- _TEXT EXTRACT_:
----------

Yoga in our society has fallen victim to the trap of what I call “ego marketing”. Hyped for its ability to “help burn calories and get a better body“, yoga is seen as a purely physical endeavor no different than aerobics or Zumba. This results-oriented focus takes us away from our enjoyment of the present moment. We don’t appreciate our bodies as they are. We don’t honor what they’re able to do right now. Instead, we relinquish that happiness to the belief that life will be so much more fulfilling once we’ve achieved “long, lean muscles to flaunt at the beach“.
Yoga centered on aesthetics alone feeds the ego, not the soul. Feeding the ego makes us vulnerable. With ego pushing us to do more, get more, be more, we lose our calm center. We ignore what we truly need in the race to pacify the ego’s desires. We work against ourselves, resulting in a profound imbalance. This imbalance — which yoga by its very nature is designed to help us understand and correct — affects every aspect of our lives, from work to our social and personal relationships.
Now before you go all Ninja Turtles on me, let’s clarify: There’s nothing wrong with a healthy ego. The optimum word here is “healthy”. Your healthy ego helps you land your dream job or gives you the guts to stand up for yourself when you feel wronged. It’s that inner “Yes I can” that motivates you when everything on the outside says “No, you can’t”. Ego silences naysayers and results in new discoveries every day. That’s the healthy side of ego.
The not-so-healthy side tips the scales into arrogance, ignorance and pride. It is the antithesis of santosha, one of the niyamas in the Eightfold Path of Yoga. Santosha means “contentment”. It directs us to cultivate contentment and tranquility by finding happiness with what we have and who we are, seeking happiness in the moment.

----------

- _ENTRIES PROVIDED_:
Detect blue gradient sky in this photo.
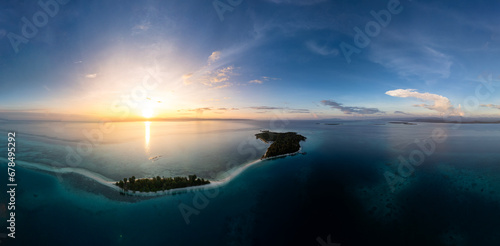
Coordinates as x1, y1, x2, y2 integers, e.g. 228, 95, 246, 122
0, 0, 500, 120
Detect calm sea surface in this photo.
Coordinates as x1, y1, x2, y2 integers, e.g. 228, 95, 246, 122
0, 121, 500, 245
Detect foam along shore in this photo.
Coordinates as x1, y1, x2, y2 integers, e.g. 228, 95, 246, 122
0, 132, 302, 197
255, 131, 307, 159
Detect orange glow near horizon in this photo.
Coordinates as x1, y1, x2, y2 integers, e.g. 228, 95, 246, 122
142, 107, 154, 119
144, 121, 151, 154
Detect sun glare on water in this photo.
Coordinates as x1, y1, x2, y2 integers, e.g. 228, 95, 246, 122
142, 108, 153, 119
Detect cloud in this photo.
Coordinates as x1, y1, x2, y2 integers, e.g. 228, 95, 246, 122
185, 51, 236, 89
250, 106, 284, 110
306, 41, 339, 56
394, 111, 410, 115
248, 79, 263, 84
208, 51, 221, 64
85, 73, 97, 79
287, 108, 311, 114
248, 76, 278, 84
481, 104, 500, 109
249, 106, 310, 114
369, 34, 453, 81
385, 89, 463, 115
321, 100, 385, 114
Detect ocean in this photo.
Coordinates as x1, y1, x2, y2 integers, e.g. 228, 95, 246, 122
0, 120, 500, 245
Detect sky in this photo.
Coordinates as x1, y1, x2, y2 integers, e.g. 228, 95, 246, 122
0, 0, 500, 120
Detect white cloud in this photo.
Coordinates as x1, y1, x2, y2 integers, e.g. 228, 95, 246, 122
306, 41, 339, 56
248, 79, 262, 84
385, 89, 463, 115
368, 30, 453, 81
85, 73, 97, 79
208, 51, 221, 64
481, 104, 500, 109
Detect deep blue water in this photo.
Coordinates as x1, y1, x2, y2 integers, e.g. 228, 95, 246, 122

----------

Continue the passage on yoga and the ego from the point where it stops.

- _WRITTEN REPLY_:
When we give ourselves over to ego’s demands we lose touch with the quality of mindfulness inherent in our yoga practice. The voice of the unhealthy ego disrupts our serenity on the mat, pushing us to do more than our bodies are ready to do. When this leads to injury (as often happens), ego steps in. No longer able to recognize our own willing participation we lay blame for our misfortune on the practice, on the teacher — anyplace “outside” of where it truly belongs.
This is precisely why yoga, practiced with the intent to unify body, mind and spirit, is so important. Yoga strips away false pretenses, bringing clarity to our intentions and opening our eyes to the light of our authentic selves. Removing yoga’s spiritual aspects is like removing the roots from a tree. The trunk and branches may survive, but they cease to thrive. There is no new growth, only a decaying sameness.
I encourage each person who comes to the mat to do so with a willingness and openness to embrace the parts of yoga that transcend mere physical appearance. Let the principals of ahimsa (non-harming), mindfulness and being present in the moment guide your practice. Allow yoga to still the voice of unhealthy ego and bring you to the richness of a deeper experience, both in your practice and in your life. Namaste.
atha yoga anushasanam
(ah-ta yo-gah ahh-new-shaw-sah-num)
Trans: “Now, at this auspicious time, and after having done previous preparation, begins the study and practice of yoga.”